**ИЗВЛЕЧЁННЫЙ ТЕКСТ**
%%
Рутинными делами в вотчине долгое время ведал староста, не обученный грамоте Филипп Трофимов. Он подчинялся полковнику и статскому советнику М. А. Пушкину, который подолгу пребывал в Кобрине и посему почитался в округе за главного опекуна. Правда, помещиком Михаил Алексеевич был никудышным, в хозяйстве толком не разбирался, и вверенное его призору поместье в 600 десятин на глазах приходило в упадок.
Хотя барщина, существовавшая тут со времён «чёрного генерала», и была заменена опекуном на прогрессивный «оброк лёгкий», доходы от имения неизменно падали («оставались в недоборе»). Очевидно, О. А. Ганнибал не очень-то и кривил душой, когда доносил императрице Екатерине Алексеевне в Петербург: «Михайло Пушкин <…> не радит о пашне и тем доводит крестьян до сущей бедности, о чём в дворянскую опеку и губернскому правлению прошения неоднократно были подаваны»[104]. В годы правления М. А. Пушкина смертность среди крепостных заметно превысила рождаемость, случались и бегства дворовых людей.
%%
**ЗАДАНИЕ 1**
Соберите все строки записей, где встречается слово «side», с учётом регистра букв.
Текст и записи взяты из разных источников.

**ДАННЫЕ ДЛЯ УПРАЖНЕНИЯ**
%%
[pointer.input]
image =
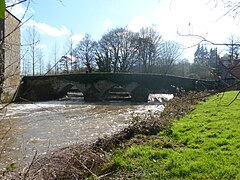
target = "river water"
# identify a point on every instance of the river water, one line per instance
(41, 127)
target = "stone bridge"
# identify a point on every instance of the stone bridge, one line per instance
(95, 86)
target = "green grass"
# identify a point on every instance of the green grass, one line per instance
(208, 145)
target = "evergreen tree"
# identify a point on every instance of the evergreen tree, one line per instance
(201, 56)
(213, 58)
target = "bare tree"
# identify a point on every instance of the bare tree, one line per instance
(85, 52)
(117, 47)
(32, 42)
(148, 44)
(169, 52)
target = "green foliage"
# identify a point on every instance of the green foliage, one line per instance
(207, 148)
(2, 9)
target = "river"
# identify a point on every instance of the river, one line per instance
(41, 127)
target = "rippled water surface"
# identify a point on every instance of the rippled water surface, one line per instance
(44, 126)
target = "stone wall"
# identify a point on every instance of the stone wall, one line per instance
(11, 47)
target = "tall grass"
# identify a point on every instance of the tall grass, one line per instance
(204, 144)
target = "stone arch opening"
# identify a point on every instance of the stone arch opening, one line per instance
(117, 93)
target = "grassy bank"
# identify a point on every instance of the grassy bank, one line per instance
(204, 144)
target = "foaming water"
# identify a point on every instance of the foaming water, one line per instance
(45, 126)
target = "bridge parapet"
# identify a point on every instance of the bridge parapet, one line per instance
(95, 86)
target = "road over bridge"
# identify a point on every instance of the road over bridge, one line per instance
(95, 86)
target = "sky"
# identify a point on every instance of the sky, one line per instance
(57, 22)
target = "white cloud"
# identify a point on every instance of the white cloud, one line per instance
(76, 38)
(19, 10)
(107, 24)
(41, 46)
(48, 30)
(137, 23)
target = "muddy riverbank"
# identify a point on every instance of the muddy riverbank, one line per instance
(45, 126)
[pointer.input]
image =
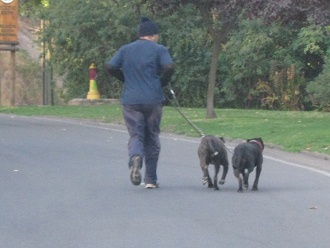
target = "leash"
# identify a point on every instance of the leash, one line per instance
(176, 105)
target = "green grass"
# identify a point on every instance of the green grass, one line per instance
(292, 131)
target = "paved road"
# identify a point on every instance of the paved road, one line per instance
(65, 183)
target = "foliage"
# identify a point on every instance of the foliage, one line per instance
(190, 51)
(260, 41)
(319, 89)
(291, 12)
(291, 130)
(80, 33)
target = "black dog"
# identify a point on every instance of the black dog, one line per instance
(212, 151)
(247, 156)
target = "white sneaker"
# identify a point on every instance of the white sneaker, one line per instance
(152, 186)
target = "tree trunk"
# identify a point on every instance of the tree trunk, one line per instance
(210, 113)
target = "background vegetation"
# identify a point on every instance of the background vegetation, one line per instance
(293, 131)
(272, 55)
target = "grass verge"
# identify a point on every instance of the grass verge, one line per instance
(291, 131)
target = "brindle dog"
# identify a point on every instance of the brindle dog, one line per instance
(247, 156)
(212, 151)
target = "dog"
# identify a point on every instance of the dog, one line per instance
(212, 151)
(246, 156)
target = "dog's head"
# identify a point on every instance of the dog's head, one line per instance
(258, 141)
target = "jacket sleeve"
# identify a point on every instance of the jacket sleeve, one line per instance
(115, 72)
(167, 72)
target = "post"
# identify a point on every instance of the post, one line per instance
(13, 75)
(93, 91)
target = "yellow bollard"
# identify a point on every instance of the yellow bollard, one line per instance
(93, 91)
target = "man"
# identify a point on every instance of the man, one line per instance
(145, 67)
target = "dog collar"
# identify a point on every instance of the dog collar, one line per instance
(259, 144)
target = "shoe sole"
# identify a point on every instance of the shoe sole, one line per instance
(135, 171)
(152, 186)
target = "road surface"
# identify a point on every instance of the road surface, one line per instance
(65, 183)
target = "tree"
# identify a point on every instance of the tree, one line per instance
(220, 17)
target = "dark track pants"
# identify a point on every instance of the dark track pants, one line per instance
(143, 125)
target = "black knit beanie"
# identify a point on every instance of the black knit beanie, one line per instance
(147, 27)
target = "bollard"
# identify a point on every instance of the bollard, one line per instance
(93, 91)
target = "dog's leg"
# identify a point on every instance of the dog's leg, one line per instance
(224, 174)
(206, 176)
(258, 171)
(239, 176)
(215, 179)
(246, 178)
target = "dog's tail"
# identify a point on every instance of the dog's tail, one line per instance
(212, 146)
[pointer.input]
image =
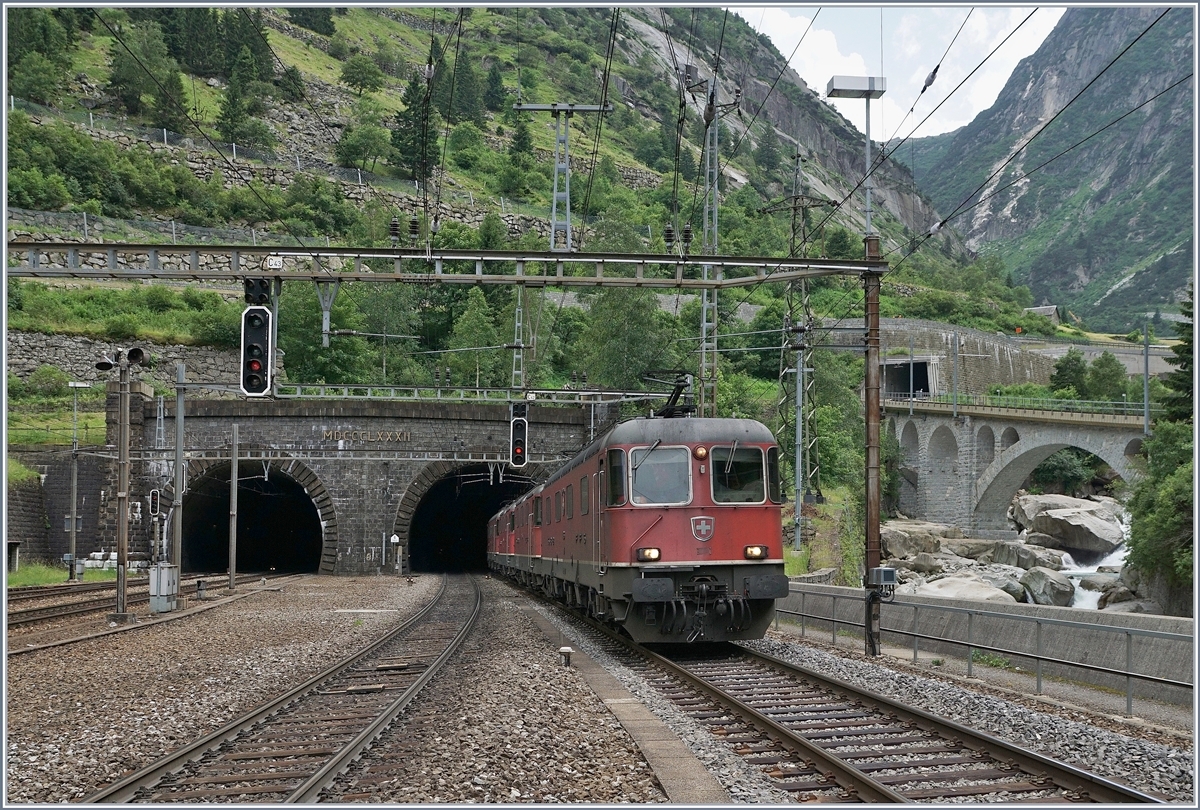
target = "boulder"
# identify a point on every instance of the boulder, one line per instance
(903, 545)
(925, 563)
(1009, 585)
(1087, 532)
(1023, 556)
(1098, 582)
(969, 549)
(1048, 587)
(964, 587)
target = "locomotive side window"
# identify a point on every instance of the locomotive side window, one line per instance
(773, 490)
(661, 475)
(737, 475)
(616, 478)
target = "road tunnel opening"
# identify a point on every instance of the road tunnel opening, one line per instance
(279, 526)
(449, 528)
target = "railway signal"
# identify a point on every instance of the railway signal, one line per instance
(256, 351)
(519, 433)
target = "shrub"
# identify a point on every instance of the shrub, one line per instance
(160, 299)
(48, 381)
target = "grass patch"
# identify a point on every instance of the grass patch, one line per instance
(17, 473)
(990, 659)
(53, 427)
(35, 574)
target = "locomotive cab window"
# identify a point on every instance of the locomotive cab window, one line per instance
(773, 490)
(616, 478)
(661, 475)
(737, 475)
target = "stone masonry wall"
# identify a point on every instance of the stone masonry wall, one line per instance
(25, 520)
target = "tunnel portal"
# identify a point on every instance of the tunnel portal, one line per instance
(449, 528)
(279, 526)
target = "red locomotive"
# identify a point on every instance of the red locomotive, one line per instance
(669, 528)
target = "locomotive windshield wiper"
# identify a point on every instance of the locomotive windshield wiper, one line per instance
(657, 443)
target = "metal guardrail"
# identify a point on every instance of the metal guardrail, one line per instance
(971, 645)
(1029, 403)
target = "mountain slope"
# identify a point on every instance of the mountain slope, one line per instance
(1102, 225)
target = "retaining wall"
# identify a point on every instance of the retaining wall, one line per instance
(1153, 657)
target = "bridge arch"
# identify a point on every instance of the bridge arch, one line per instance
(298, 529)
(1001, 479)
(965, 469)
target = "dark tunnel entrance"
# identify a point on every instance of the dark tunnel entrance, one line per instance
(279, 526)
(449, 528)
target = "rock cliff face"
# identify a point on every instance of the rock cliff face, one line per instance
(1098, 225)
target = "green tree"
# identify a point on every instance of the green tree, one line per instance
(139, 66)
(1071, 371)
(1107, 378)
(493, 90)
(315, 19)
(414, 133)
(360, 73)
(1180, 399)
(767, 156)
(522, 139)
(624, 339)
(1161, 528)
(169, 107)
(475, 328)
(345, 361)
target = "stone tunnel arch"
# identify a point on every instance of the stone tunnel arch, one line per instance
(442, 517)
(286, 517)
%%
**ЗАДАНИЕ 2**
Сколько десятин составляло поместье, вверенное призору М. А. Пушкина, согласно тексту о вотчине?

**ПРАВИЛЬНЫЙ ОТВЕТ 1**
target = "locomotive side window"
# identify a point on every instance of the locomotive side window, one line per instance

**ПРАВИЛЬНЫЙ ОТВЕТ 2**
600 десятин.